*課題:*
(1) 読む文章の「サルトルは」で始まる段落から、かぎかっこ「」でくくられた言葉を全部書き出してください。
(2) 読む文章の「衣装は、「見つめられている」」から「見られている」ことにみごとに耐えている。」までを、「衣装」を「服」に置きかえて書いてください。

━━━ 読む文章

衣装をまとえば、監視されながら、しかも監視から隠れていることができる。
衣装は、「見つめられている」ものであると同時に、見つめられることから隠れながら見つめられることに耐えていることのできるものでもある。
衣装は、見つめられるためのものではない「すでに見つめられている」ことに耐えるためのものである。
自意識丸出しでこれ見よがしの衣装ほど野暮ったいものもない。
しかしおしゃれな着こなしは、どうしても見られてしまうし、「すでに見られている」ことにみごとに耐えている。
他者に見られつつ他者の視線から隠れてゆくこと、これがおしゃれの醍醐味である。
見られたがることも、見られることを拒否することも、どちらも不自然なことであり、そうやって「自分の世界を持っている」と自慢しても、どちらも一種の自閉症なのだ。
自分のことなんか忘れてしまうのが直立二足歩行のコンセプトであり、人は、それほどに世界の実在感に憑依してしまっている。それが、「すでに見つめられている」という意識だ。
サルトルは「われわれは目の前のコップからも見つめられている」といったが、まったくそのとおりで、この居心地の悪さから人間的な文化が生まれてきた。それが、直立二足歩行をする人間の意識の習性であり、言葉や衣装の起源を語るときに人類学者たちはよく「知能」だの「象徴化の思考」だのというタームを持ち出して説明してくれるが、そういうことじゃないんだなあ。そんなことは言葉や衣装を生み出したことのたんなる「結果」であって、その「契機」は、二本の足で立っていることの居心地の悪さにある。すべては、そこからはじまっている。

━━━━━━
━━━ 元のデータ

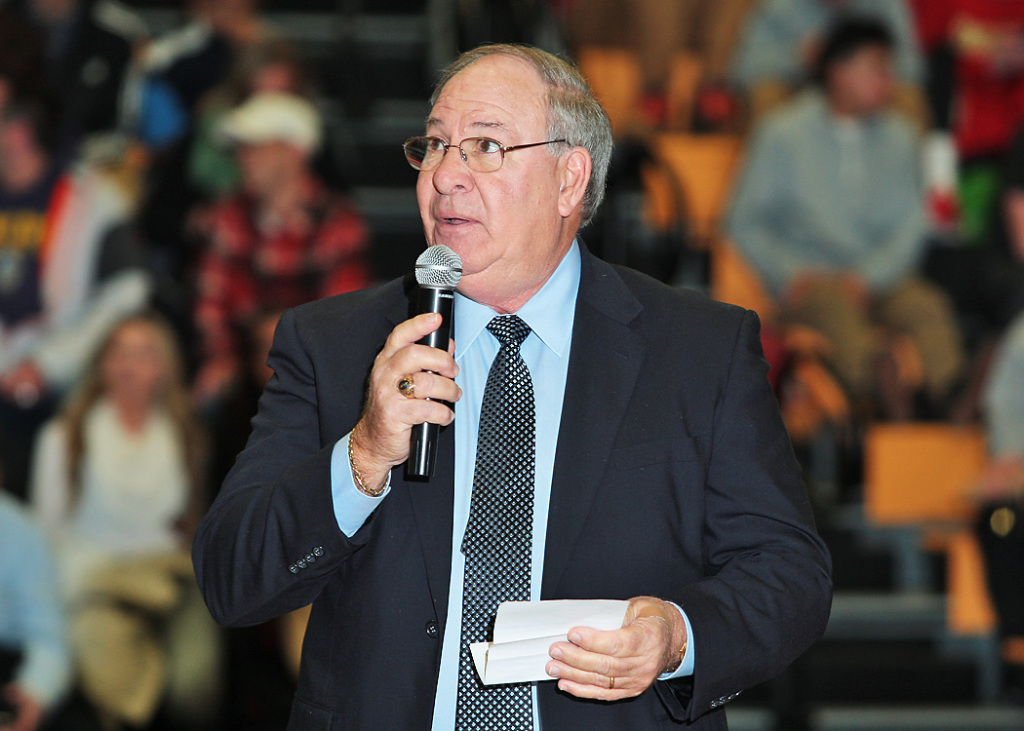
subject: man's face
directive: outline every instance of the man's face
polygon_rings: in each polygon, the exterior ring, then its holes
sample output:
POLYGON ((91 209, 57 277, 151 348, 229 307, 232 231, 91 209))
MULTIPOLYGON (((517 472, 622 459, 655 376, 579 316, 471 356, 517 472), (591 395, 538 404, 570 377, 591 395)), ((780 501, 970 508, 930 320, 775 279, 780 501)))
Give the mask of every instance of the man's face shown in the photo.
POLYGON ((878 114, 893 95, 891 52, 882 46, 865 46, 831 69, 829 92, 849 113, 878 114))
MULTIPOLYGON (((506 146, 541 142, 548 139, 547 103, 544 83, 528 63, 486 56, 444 86, 427 134, 456 144, 467 137, 506 146)), ((556 158, 541 145, 509 153, 501 169, 478 173, 452 148, 439 167, 420 173, 416 192, 427 243, 462 258, 460 292, 514 311, 541 288, 579 225, 579 207, 564 195, 579 156, 573 148, 556 158), (567 162, 573 155, 575 162, 567 162)))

━━━━━━

*課題の答え:*
(1)
「われわれは目の前のコップからも見つめられている」
「知能」
「象徴化の思考」
「結果」
「契機」

(2)
服は、「見つめられている」ものであると同時に、見つめられることから隠れながら見つめられることに耐えていることのできるものでもある。
服は、見つめられるためのものではない「すでに見つめられている」ことに耐えるためのものである。
自意識丸出しでこれ見よがしの服ほど野暮ったいものもない。
しかしおしゃれな着こなしは、どうしても見られてしまうし、「すでに見られている」ことにみごとに耐えている。